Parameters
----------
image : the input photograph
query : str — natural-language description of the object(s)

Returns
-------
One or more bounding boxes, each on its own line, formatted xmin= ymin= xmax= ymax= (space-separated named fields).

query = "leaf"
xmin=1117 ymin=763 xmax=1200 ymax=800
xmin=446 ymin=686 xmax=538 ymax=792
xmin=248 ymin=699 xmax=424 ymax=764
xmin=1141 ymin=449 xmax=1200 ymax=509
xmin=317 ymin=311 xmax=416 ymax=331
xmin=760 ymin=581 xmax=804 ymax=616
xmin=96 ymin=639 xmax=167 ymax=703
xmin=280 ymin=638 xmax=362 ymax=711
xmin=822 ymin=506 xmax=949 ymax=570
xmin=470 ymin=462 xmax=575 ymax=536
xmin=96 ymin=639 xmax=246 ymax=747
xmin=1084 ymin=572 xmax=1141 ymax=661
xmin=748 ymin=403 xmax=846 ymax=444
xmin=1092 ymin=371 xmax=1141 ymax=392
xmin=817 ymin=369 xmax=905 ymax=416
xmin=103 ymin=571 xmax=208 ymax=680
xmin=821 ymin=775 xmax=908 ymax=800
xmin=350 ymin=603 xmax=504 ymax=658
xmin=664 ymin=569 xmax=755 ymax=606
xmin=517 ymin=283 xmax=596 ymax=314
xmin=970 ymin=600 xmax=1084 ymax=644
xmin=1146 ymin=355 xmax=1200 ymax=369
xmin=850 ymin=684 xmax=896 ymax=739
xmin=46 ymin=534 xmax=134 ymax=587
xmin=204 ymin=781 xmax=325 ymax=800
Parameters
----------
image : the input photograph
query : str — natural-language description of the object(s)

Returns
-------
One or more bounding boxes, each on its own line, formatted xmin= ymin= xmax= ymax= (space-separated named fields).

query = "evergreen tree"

▸ **Goal of the exercise**
Reproduce every line of the material above, requests included, multiplying each bounding-box coordinate in the answers by 0.85 and rounding the result to a whole number, with halves rounded up. Leave all other text unchanged.

▸ **Exercise result**
Parameters
----------
image : the input photograph
query : str — natural-language description of the object(s)

Returns
-------
One or more bounding boxes, each on its own line, formatted xmin= ymin= xmax= ymax= (space-separated named fields).

query = "leaf"
xmin=949 ymin=649 xmax=1020 ymax=680
xmin=379 ymin=583 xmax=457 ymax=673
xmin=211 ymin=594 xmax=360 ymax=649
xmin=970 ymin=382 xmax=1020 ymax=433
xmin=269 ymin=264 xmax=354 ymax=281
xmin=646 ymin=494 xmax=683 ymax=524
xmin=82 ymin=543 xmax=142 ymax=598
xmin=238 ymin=542 xmax=308 ymax=604
xmin=699 ymin=430 xmax=807 ymax=485
xmin=400 ymin=393 xmax=489 ymax=456
xmin=82 ymin=543 xmax=209 ymax=635
xmin=921 ymin=486 xmax=970 ymax=562
xmin=636 ymin=343 xmax=719 ymax=377
xmin=928 ymin=315 xmax=970 ymax=333
xmin=694 ymin=314 xmax=769 ymax=354
xmin=88 ymin=485 xmax=177 ymax=578
xmin=698 ymin=659 xmax=772 ymax=680
xmin=298 ymin=513 xmax=428 ymax=559
xmin=564 ymin=484 xmax=642 ymax=515
xmin=439 ymin=241 xmax=507 ymax=267
xmin=825 ymin=510 xmax=921 ymax=547
xmin=974 ymin=302 xmax=1020 ymax=314
xmin=723 ymin=581 xmax=762 ymax=628
xmin=39 ymin=454 xmax=114 ymax=499
xmin=173 ymin=664 xmax=276 ymax=680
Parameters
----------
image : the input photograph
query : str — natural-language description of the object(s)

Returns
-------
One or more bounding boxes, each on its own line, formatted xmin= ymin= xmax= ymax= (space-separated named fields).

query = "evergreen tree"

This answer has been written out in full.